Tugas:
**1)** Tentukan apakah setiap pernyataan berikut sesuai dengan bacaan tentang Balingkang. Jawab ya atau tidak untuk (a), (b), dan (c), lalu kutip kata-kata bacaan yang menjadi penentunya. (a) Desa Pinggan terletak di ketinggian 1.300 mdpl. (b) Keluarga pedagang Tionghoa yang datang ke Bali bermarga Lam. (c) Pada masa pemerintahan Jaya Pangus, agama Buddha berkembang pesat di Bali.
**2)** Lanjutkan bacaan tentang Balingkang setelah kalimat terakhirnya.

Bacaan:
Salin Artikel

Balingkang, Akulturasi Tionghoa di Bali, Saat Sang Raja Jatuh Cinta Pada Putri dari China

Desa Pinggan berada di ketinggian 1.300 mdpl dengan belatar belakang Gunung Batur dan Gunung Penulisan.

Bocah-bocah di Desa Pinggan bertipikal muka bulat, mata sipit seperti keturunan Tionghoa namun berkulit coklat sawo matang.

Desa Pinggan bertetangga dengan beberapa desa yang namanya mirip dengan nama Tionghoa yakni Desa Songan dan Desa Lampu.

Songan konon berasal dari kata Song- Ahn dan Lampu berasal dari marga Lam dan Pho.

Beberapa prasasti menyebut jika pada abad ke-12, pendatang Tiongkok masuk ke Bali melalui Buleleng (Singajara), Tejakula.

Mereka kemudian mengarah ke selatan yakni ke Gunung Penulisan hingga sampai di daerah Gunung Batur. Lalu mereka tinggal di beberapa desa Bali kuno yang disebut Songan dan Pinggan.

Di wilayah Pinggan itu lah dibangun Pura Dalem Balingkang yang bersejarah sebagai simbol akulturasi Tionghoa di Bali.

Pura Dalem Balingkan memiliki ornamen dan beberapa interiornya berciri Tionghoa seperti dominasi warna merah dan kuning yang merupakan warna khas kelenteng atau wihara.

Jaya Pangus disebut sebagai keturunan penguasa terkenal Airlangga dan masuk dinasti Warmadewa.

Di bawah kepemimpinan Jaya Pangus, agama Hindu berkembang pesat di Bali.

Dikisahkan banyak pendatang yang datang dari wilayah utara. Salah satunya adalah keluarga pedagang Tionghoa yang bermarga Kang.

Mereka datang ke Bali untuk berdagang. Keluarga tersebut memiliki seorang putri yang bernama Putri Kang Cing Wie.

Sang Raja Sri Jaya Pangus terpesona dengan Putri Kang. Mereka pun melangsungkan pernikahan.

Data Sumber:
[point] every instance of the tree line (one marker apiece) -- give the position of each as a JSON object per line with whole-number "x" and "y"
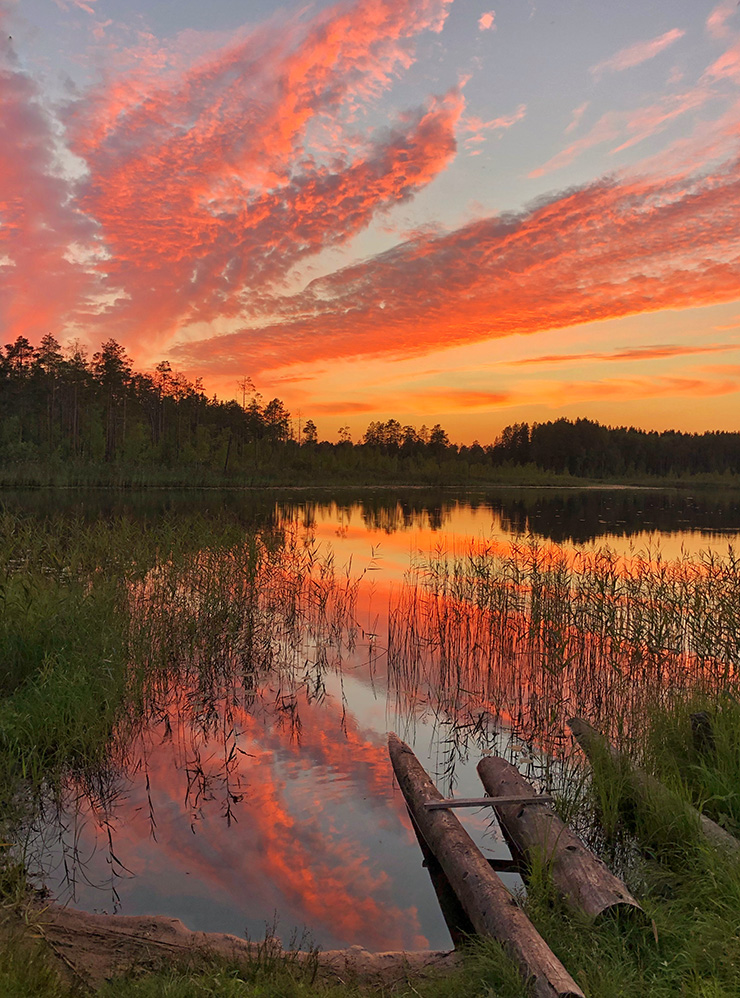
{"x": 61, "y": 406}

Jawaban Tiap Tugas:
**1)**
(a) Ya: "Desa Pinggan berada di ketinggian 1.300 mdpl"
(b) Tidak: "keluarga pedagang Tionghoa yang bermarga Kang"
(c) Tidak: "agama Hindu berkembang pesat di Bali"

**2)**
Hubungan asmara antara sang raja dan putri dari China sempat ditentang oleh salah satu patih. Namun kerena cinta, sang raja tak mengindahkannya.

Saat pernikahan berlansung, sempat terjadi bencana alam di sekitar wilayah itu. Setelah sekian lama menikah, sang raja dan putri belum dikarunia anak.

Sang raja pun bersemedi di alas (hutan) batur untuk meminta petunjuk pada dewa agar ia segera mendapatkan keturunan.

Karena kecantikan Dewi Danu, Jaya Pangus pun menikahinya hingga memiliki seorang anak laki-laki.

Sementara itu di Pinggan, Putri Kang terus menunggu kedatangan suaminya. Lalu ia pergi menyusul ke Batur dan betapa terkejurnya saat mengetahui suaminya menikah dan memiliki seorang anak.

Dewi Danu yang merasa terancam, langsung menyerang Putri Kang sehingga perempuan itu terluka.

Jaya Pangus tidak tega melihat istri pertama yang telah ia tinggalkan dan segera menghampirinya untuk menolongnya.

Melihat keributan tersebut, Bhatari Batur, ibu dari Dewi Danu marah besar.

Sri Jaya Pangus dan Putri Kang dimusnahkan. Namun atas permintaan penduduk, mereka diwujudkan kembali dalam bentuk patung.

Kelak dikemudian hari, pasangan patung tersebut dikenal dengan nama Barong Landung sang penolak bala. Sosok pasangan Barong Landung akan mucul saat piodalan dan kesenian gambuh.

Kemudian dibangunlah Pura Dalem Balingkang yang merupakan salah satu Pura Kahyangan Jagat. Nama Balingkang sendiri diyakini berasal dari nama Bali, Ing, dan Kang. Namun ada juga yang menyebut beraal dari nama Keraton Kuta Dalem

Di Pura Dalem Balingkang juga dibangun Palinggih Ratu Ayu Mas Subandar yang diambil dari nama Bali orang tua Putri Kang.

Bangunan suci tersebut dibangun untuk memuliakan Putri Kang Cing Wie. Sedangkan palinggih, adalah tempat bersemayam para dewa.

Palinggih Ratu Ayu Mas Subandar berbentuk gedong dan beratap rendah dengan ornamen khas Tionghoa. Berbeda dengan palinggih kebanyakan di Bali.

Selain di wilayah Bali Aga, ada beberapa komunitas Tionghoa-Bali yang menunjukkan tanda benderang tentang akulturasi Bali dan Tionghoa.

Mereka bisa dijumpai di Baturiti, Marga, Pupuan, Petang, Carangsari, Gumicik- Sukawati, Blahbatuh-Gianyar, Renon dan Sanur, serta Menanga.

Umumnya komunitas Tionghoa-Bali bermukim di dekat dan bekerja di pasar tradisional sebagai pedagang dan hidup dengan damai dengan penduduk lokal.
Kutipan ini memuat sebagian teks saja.